SOURCE RECORDS Start Marker
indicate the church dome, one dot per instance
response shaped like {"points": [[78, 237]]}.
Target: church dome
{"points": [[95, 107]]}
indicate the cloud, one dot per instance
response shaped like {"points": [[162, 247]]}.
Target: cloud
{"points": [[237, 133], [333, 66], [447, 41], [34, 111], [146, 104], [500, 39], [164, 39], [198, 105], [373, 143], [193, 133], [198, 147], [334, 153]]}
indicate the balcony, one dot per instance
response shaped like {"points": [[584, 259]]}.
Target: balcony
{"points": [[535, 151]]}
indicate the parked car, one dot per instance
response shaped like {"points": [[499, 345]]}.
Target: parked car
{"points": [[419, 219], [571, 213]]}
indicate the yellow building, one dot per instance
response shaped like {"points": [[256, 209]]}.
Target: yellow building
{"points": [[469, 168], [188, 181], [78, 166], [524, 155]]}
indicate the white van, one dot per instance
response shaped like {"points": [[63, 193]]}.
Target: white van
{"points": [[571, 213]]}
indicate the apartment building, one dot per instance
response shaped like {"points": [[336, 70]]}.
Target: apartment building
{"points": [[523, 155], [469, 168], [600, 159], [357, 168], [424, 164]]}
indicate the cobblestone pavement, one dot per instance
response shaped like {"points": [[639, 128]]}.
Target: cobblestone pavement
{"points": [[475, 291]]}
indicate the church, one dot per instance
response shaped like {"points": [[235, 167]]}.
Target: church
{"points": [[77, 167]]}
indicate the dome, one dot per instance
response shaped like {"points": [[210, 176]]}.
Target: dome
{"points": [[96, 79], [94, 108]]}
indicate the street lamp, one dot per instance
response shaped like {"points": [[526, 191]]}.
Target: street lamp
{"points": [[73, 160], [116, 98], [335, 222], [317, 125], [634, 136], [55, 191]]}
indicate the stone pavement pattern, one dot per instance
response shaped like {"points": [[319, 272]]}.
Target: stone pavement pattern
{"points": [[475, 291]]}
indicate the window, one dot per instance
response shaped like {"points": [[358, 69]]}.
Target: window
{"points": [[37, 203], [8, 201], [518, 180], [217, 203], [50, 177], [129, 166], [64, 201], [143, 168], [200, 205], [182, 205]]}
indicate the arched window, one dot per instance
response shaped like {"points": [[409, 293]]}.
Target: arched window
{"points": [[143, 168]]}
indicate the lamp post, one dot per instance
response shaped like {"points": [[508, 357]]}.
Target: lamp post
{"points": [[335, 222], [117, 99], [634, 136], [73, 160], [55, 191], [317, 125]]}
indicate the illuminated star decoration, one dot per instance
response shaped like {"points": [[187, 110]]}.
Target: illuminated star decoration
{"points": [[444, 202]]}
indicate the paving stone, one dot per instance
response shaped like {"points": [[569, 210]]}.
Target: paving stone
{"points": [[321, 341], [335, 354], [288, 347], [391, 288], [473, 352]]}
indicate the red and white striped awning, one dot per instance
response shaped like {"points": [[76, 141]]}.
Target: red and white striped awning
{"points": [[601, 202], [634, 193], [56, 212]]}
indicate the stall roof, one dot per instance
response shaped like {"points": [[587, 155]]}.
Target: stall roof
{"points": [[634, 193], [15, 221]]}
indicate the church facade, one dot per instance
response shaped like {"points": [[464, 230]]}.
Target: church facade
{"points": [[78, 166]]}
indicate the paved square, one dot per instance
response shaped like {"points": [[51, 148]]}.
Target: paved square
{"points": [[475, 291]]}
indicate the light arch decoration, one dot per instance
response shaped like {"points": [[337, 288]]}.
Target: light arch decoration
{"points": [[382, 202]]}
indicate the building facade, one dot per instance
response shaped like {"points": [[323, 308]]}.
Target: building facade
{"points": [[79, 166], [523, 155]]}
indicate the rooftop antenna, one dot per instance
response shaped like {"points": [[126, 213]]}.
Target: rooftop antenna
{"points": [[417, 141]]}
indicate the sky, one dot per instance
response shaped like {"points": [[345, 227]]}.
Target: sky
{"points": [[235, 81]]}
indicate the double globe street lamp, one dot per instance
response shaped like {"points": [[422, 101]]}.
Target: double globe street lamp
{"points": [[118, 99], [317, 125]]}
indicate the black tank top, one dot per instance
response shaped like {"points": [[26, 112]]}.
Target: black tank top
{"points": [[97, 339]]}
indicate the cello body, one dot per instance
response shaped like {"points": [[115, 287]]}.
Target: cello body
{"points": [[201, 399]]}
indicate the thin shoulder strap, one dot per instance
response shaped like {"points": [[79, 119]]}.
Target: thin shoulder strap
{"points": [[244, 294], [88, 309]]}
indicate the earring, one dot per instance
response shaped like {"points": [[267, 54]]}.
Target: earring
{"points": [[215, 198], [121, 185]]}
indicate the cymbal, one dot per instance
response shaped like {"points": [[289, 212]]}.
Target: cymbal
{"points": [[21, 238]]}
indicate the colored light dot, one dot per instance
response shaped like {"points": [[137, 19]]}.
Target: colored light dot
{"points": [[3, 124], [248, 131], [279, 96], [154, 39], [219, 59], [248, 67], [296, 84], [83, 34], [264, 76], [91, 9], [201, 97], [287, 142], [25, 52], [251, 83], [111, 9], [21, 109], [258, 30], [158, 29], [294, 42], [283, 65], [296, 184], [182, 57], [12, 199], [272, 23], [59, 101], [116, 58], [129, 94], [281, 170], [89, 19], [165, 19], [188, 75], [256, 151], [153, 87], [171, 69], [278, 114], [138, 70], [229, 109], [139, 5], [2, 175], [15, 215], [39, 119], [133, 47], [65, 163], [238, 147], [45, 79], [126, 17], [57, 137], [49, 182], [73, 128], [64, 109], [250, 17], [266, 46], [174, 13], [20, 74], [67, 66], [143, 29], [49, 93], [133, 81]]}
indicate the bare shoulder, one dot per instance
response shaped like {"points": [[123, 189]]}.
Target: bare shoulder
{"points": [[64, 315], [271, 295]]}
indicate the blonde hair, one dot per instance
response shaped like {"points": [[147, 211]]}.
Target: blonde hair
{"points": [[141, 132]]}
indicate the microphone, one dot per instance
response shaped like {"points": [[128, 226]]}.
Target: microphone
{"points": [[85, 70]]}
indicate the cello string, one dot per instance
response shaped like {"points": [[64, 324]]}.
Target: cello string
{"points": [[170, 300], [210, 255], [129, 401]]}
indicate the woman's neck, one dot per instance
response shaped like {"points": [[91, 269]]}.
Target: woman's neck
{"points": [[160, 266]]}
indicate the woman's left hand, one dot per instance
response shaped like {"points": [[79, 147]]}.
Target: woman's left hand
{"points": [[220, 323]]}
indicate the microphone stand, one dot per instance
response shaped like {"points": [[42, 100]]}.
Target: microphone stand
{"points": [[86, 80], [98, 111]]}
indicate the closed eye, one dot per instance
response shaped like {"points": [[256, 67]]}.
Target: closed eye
SOURCE RECORDS End Marker
- **THE TASK**: Output the records in full. Match them exactly.

- **WRITTEN RESPONSE**:
indicate the church dome, one dot per instance
response shaped like {"points": [[78, 237]]}.
Target: church dome
{"points": [[95, 107]]}
indicate the cloud, one dot per instance
response shaped like {"points": [[162, 247]]}.
Target: cloud
{"points": [[237, 133], [333, 66], [447, 41], [34, 111], [146, 104], [500, 39], [164, 39], [198, 105], [373, 143], [193, 133], [198, 147], [334, 153]]}
indicate the balcony, one dot per instance
response shaped like {"points": [[584, 259]]}.
Target: balcony
{"points": [[535, 151]]}
indicate the parked car, one dot per instance
response shaped like {"points": [[499, 345]]}.
Target: parked car
{"points": [[419, 219], [571, 213]]}
indicate the yellow building, one dot per instance
response shaped like {"points": [[256, 209]]}.
Target: yellow building
{"points": [[469, 168], [188, 181], [78, 166], [524, 155]]}
indicate the white van, one dot per instance
response shaped like {"points": [[63, 193]]}.
Target: white van
{"points": [[571, 213]]}
indicate the apartment building, one dot per instance
response shaped like {"points": [[336, 70]]}.
Target: apartment building
{"points": [[523, 155], [469, 168], [600, 159], [357, 168], [424, 164]]}
indicate the cobblestone pavement, one dot per instance
response shaped like {"points": [[639, 128]]}.
Target: cobblestone pavement
{"points": [[475, 291]]}
indicate the church, one dot per instance
response shaped like {"points": [[235, 167]]}.
Target: church
{"points": [[77, 167]]}
indicate the dome, one dot per instance
response shaped like {"points": [[210, 176]]}.
Target: dome
{"points": [[96, 79], [94, 108]]}
indicate the street lamp, one dot per instance
response shaped like {"points": [[526, 191]]}.
Target: street lamp
{"points": [[73, 160], [116, 98], [335, 222], [317, 125], [634, 136], [55, 191]]}
indicate the stone pavement pattern, one dot per instance
response shaped like {"points": [[319, 272]]}.
Target: stone pavement pattern
{"points": [[475, 291]]}
indicate the window, one dot per instance
response shaped like {"points": [[358, 69]]}.
Target: window
{"points": [[37, 203], [8, 201], [518, 180], [217, 203], [50, 177], [129, 166], [64, 201], [143, 168], [200, 205], [182, 205]]}
indicate the arched window, one dot per instance
response shaped like {"points": [[409, 293]]}.
Target: arched window
{"points": [[143, 168]]}
indicate the lamp post, one dot per instance
response shaped like {"points": [[508, 357]]}.
Target: lamp post
{"points": [[335, 222], [117, 99], [634, 136], [73, 160], [55, 191], [317, 125]]}
indicate the illuminated star decoration, one dot per instance
response shaped like {"points": [[187, 110]]}.
Target: illuminated star decoration
{"points": [[444, 202]]}
indicate the paving stone, one dot per instance
response shaped like {"points": [[569, 210]]}.
Target: paving stone
{"points": [[321, 341], [335, 354], [288, 347], [391, 288], [473, 352]]}
indicate the red and white striped awning, one dot per instance
response shaped like {"points": [[76, 141]]}.
Target: red and white striped awning
{"points": [[601, 202], [634, 193], [56, 212]]}
indicate the stall roof, one dot per instance
response shaped like {"points": [[587, 155]]}.
Target: stall roof
{"points": [[634, 193], [15, 221]]}
indicate the church facade, one dot per instance
response shaped like {"points": [[464, 230]]}.
Target: church facade
{"points": [[78, 166]]}
indicate the paved square, one dot per instance
response shaped like {"points": [[51, 148]]}.
Target: paved square
{"points": [[475, 291]]}
indicate the light arch decoration, one dot per instance
response shaped like {"points": [[337, 288]]}.
Target: light arch decoration
{"points": [[382, 202]]}
indicate the building facade, one dot per instance
response shaped like {"points": [[323, 308]]}.
Target: building facade
{"points": [[79, 166], [523, 155]]}
indicate the rooftop antenna, one dot per instance
response shaped like {"points": [[126, 213]]}.
Target: rooftop antenna
{"points": [[417, 141]]}
indicate the sky, one dot per instance
response shaped like {"points": [[345, 227]]}.
Target: sky
{"points": [[235, 81]]}
indicate the double globe street lamp, one dot per instance
response shaped like {"points": [[422, 101]]}.
Target: double globe street lamp
{"points": [[118, 99], [317, 125]]}
indicate the black tank top, one dot per instance
response shaped like {"points": [[26, 112]]}.
Target: black tank top
{"points": [[97, 339]]}
indicate the cello body, one dot per instance
response shaped like {"points": [[115, 287]]}.
Target: cello body
{"points": [[201, 399]]}
indicate the thin shoulder strap, one dot per instance
response shaped like {"points": [[79, 119]]}.
Target: thin shoulder strap
{"points": [[244, 294], [88, 309]]}
indicate the earring, one dot per instance
response shaped like {"points": [[267, 54]]}.
Target: earring
{"points": [[215, 198], [121, 185]]}
indicate the cymbal, one dot per instance
response shaped like {"points": [[289, 212]]}.
Target: cymbal
{"points": [[21, 238]]}
indicate the colored light dot, one dot per instance
response shaped like {"points": [[137, 19]]}.
Target: colored light dot
{"points": [[3, 124], [248, 131], [279, 96], [154, 39], [219, 59], [248, 67], [296, 84], [83, 34], [264, 76], [91, 9], [201, 97], [287, 142], [25, 52], [251, 83], [111, 9], [21, 109], [258, 30], [158, 29], [294, 42], [283, 65], [296, 184], [182, 57], [12, 199], [272, 23], [59, 101], [116, 58], [129, 94], [281, 170], [89, 19], [165, 19], [188, 75], [256, 151], [153, 87], [171, 69], [278, 114], [138, 70], [229, 109], [139, 5], [2, 175], [15, 215], [39, 119], [133, 47], [65, 163], [238, 147], [45, 79], [126, 17], [57, 137], [49, 182], [73, 128], [64, 109], [250, 17], [266, 46], [174, 13], [20, 74], [67, 66], [143, 29], [49, 93], [133, 81]]}
indicate the bare shoulder, one dot per instance
response shaped like {"points": [[123, 189]]}.
Target: bare shoulder
{"points": [[64, 315], [271, 295]]}
indicate the blonde hair, one dot per instance
response shaped like {"points": [[147, 211]]}.
Target: blonde hair
{"points": [[141, 132]]}
indicate the microphone, one dot per instance
response shaped like {"points": [[128, 226]]}.
Target: microphone
{"points": [[85, 70]]}
indicate the cello string, one dot per instance
response shaped like {"points": [[64, 324]]}.
Target: cello string
{"points": [[170, 300], [210, 255], [129, 401]]}
indicate the woman's neck, one dot per instance
response shaped like {"points": [[91, 269]]}.
Target: woman's neck
{"points": [[160, 266]]}
indicate the woman's left hand, one dot per instance
response shaped like {"points": [[79, 147]]}.
Target: woman's left hand
{"points": [[220, 323]]}
indicate the microphone stand, one dot per instance
response shaped like {"points": [[42, 100]]}.
Target: microphone stand
{"points": [[86, 80], [98, 111]]}
indicate the closed eye, one dot per instance
response shaped like {"points": [[256, 67]]}.
Target: closed eye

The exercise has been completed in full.